For this exercise, the lines from the one with "the sky with" through the end of the material below must be output exactly, without pictures.

Source records:
Segment Open
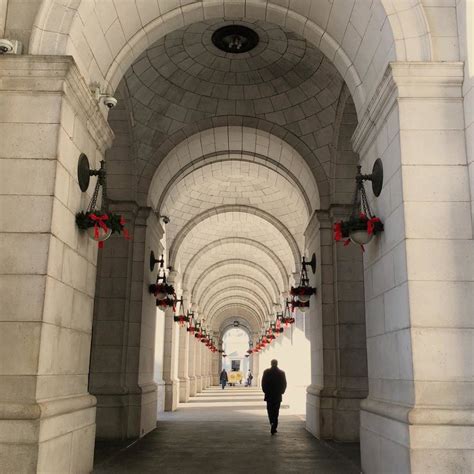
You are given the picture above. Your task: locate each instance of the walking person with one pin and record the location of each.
(249, 378)
(223, 378)
(274, 386)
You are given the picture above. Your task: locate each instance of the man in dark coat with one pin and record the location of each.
(274, 386)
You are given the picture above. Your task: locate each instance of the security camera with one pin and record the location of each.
(109, 101)
(6, 46)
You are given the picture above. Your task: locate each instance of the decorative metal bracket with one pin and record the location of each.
(376, 177)
(84, 172)
(154, 261)
(311, 263)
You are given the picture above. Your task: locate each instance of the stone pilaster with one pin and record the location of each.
(183, 365)
(419, 274)
(192, 365)
(198, 365)
(170, 356)
(48, 266)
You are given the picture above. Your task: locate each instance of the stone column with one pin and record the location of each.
(419, 274)
(255, 360)
(170, 356)
(344, 346)
(183, 366)
(198, 365)
(48, 267)
(192, 365)
(122, 356)
(216, 357)
(205, 366)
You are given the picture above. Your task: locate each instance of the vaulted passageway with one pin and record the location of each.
(233, 157)
(227, 431)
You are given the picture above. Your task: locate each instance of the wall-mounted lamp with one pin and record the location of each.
(100, 224)
(362, 225)
(301, 294)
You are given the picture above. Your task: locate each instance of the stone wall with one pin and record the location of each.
(48, 118)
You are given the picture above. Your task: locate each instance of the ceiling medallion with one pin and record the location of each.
(235, 39)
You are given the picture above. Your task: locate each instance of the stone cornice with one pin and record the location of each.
(57, 74)
(407, 80)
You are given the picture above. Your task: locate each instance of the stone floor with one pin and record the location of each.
(226, 431)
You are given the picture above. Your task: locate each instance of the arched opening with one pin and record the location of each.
(234, 164)
(234, 179)
(235, 360)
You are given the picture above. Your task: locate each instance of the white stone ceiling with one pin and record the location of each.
(183, 84)
(235, 150)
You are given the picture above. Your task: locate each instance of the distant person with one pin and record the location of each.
(274, 386)
(223, 378)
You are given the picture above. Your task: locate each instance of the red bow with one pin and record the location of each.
(371, 225)
(337, 231)
(99, 222)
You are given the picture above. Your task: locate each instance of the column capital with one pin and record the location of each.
(407, 80)
(58, 74)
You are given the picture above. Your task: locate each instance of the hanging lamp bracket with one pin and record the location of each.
(84, 172)
(376, 177)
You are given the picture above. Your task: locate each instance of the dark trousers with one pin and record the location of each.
(273, 410)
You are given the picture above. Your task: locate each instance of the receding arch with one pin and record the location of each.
(241, 156)
(237, 302)
(237, 279)
(214, 246)
(242, 310)
(237, 291)
(284, 153)
(242, 209)
(232, 262)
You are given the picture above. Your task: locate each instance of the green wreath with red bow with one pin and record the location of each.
(102, 220)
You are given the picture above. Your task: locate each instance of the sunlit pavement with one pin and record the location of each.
(227, 431)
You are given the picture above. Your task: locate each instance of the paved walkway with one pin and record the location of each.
(226, 431)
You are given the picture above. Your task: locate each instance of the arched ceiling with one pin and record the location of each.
(183, 82)
(235, 150)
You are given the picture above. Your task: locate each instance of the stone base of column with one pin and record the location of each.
(192, 386)
(33, 439)
(126, 413)
(148, 407)
(184, 389)
(171, 395)
(198, 383)
(415, 439)
(160, 397)
(340, 415)
(313, 410)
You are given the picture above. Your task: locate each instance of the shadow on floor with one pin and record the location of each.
(227, 440)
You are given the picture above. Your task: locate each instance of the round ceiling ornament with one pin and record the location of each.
(235, 39)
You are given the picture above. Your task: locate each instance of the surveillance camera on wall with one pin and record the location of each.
(6, 46)
(109, 101)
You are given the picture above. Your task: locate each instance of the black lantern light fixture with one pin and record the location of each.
(301, 294)
(181, 318)
(99, 223)
(362, 224)
(164, 292)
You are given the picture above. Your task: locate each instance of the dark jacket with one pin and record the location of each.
(273, 384)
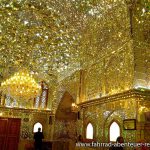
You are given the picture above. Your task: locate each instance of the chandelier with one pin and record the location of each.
(74, 107)
(21, 86)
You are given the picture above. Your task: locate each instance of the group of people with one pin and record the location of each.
(38, 136)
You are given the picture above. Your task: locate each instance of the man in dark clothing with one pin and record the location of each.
(38, 136)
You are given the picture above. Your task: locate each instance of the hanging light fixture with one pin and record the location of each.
(21, 86)
(74, 107)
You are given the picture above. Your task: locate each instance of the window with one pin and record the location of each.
(114, 131)
(89, 131)
(41, 101)
(36, 126)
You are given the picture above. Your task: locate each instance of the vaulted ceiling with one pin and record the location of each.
(54, 38)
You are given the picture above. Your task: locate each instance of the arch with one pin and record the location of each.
(114, 131)
(89, 131)
(36, 126)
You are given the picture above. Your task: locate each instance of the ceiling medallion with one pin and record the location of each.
(21, 86)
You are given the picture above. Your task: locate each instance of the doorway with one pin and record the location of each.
(9, 133)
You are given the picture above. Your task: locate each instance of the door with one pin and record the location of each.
(10, 129)
(3, 131)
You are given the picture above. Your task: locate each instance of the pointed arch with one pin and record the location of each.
(114, 131)
(89, 131)
(36, 126)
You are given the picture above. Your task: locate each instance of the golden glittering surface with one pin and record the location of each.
(53, 39)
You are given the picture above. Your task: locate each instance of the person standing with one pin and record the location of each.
(38, 136)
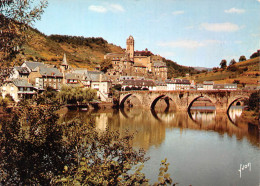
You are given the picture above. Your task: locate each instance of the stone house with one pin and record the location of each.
(19, 73)
(42, 77)
(208, 85)
(18, 89)
(178, 84)
(139, 84)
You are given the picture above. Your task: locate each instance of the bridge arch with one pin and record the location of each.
(196, 98)
(125, 97)
(230, 103)
(157, 98)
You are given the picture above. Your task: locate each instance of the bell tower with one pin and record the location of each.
(130, 44)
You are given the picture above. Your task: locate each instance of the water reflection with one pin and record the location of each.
(150, 126)
(202, 147)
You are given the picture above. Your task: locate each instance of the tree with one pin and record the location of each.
(232, 62)
(16, 17)
(37, 149)
(242, 58)
(254, 101)
(70, 95)
(31, 146)
(223, 64)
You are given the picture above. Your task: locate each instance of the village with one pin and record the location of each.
(132, 70)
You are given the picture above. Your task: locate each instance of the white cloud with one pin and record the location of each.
(99, 9)
(238, 42)
(235, 10)
(189, 44)
(178, 12)
(106, 8)
(167, 54)
(220, 27)
(189, 27)
(116, 8)
(256, 35)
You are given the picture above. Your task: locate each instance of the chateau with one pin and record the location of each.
(136, 63)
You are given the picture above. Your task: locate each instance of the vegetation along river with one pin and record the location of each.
(203, 148)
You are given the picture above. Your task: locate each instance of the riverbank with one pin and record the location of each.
(251, 117)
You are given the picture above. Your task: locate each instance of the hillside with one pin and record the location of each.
(245, 72)
(81, 52)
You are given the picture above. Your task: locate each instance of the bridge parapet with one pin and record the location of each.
(222, 99)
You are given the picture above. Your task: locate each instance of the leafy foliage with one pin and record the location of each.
(73, 95)
(15, 18)
(232, 62)
(223, 64)
(37, 149)
(31, 146)
(242, 58)
(176, 70)
(254, 101)
(103, 158)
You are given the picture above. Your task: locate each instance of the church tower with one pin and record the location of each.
(64, 65)
(130, 43)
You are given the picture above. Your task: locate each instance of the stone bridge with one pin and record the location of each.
(183, 100)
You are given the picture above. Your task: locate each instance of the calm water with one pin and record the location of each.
(203, 148)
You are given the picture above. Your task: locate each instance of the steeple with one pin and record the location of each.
(64, 61)
(64, 65)
(130, 47)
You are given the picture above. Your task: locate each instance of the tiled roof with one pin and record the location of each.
(138, 83)
(139, 65)
(21, 83)
(74, 76)
(22, 70)
(208, 83)
(47, 71)
(177, 81)
(159, 83)
(96, 75)
(159, 64)
(218, 86)
(33, 65)
(122, 78)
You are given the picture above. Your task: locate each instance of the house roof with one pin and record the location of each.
(74, 76)
(97, 76)
(21, 83)
(218, 86)
(138, 83)
(33, 65)
(159, 64)
(22, 70)
(48, 71)
(208, 83)
(177, 81)
(139, 65)
(159, 83)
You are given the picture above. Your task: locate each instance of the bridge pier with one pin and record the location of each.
(183, 99)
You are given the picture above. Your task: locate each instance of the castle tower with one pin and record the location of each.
(130, 43)
(64, 65)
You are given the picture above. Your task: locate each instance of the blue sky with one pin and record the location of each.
(190, 32)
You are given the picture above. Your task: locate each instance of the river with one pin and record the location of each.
(203, 148)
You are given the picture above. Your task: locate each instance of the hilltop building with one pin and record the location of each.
(136, 63)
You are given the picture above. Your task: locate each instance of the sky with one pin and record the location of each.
(189, 32)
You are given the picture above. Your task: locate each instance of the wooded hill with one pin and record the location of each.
(244, 72)
(80, 51)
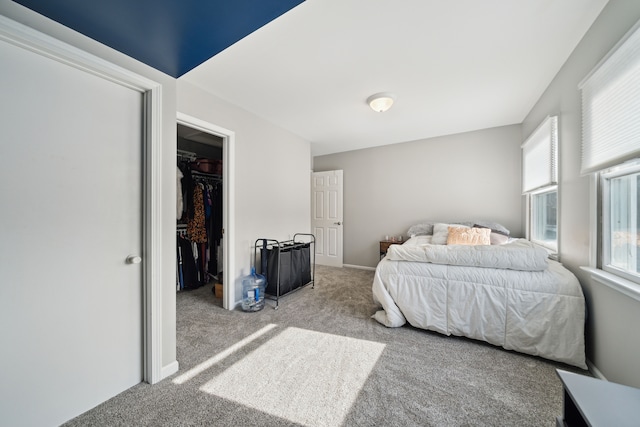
Segment Closed
Your solution:
You are given the picture above. Your task: locate each instance of the sky with one pin and record the location of each.
(189, 32)
You are given the picture above. Your task: locate each instance of the wooded hill with one pin and record the location of each.
(244, 72)
(80, 51)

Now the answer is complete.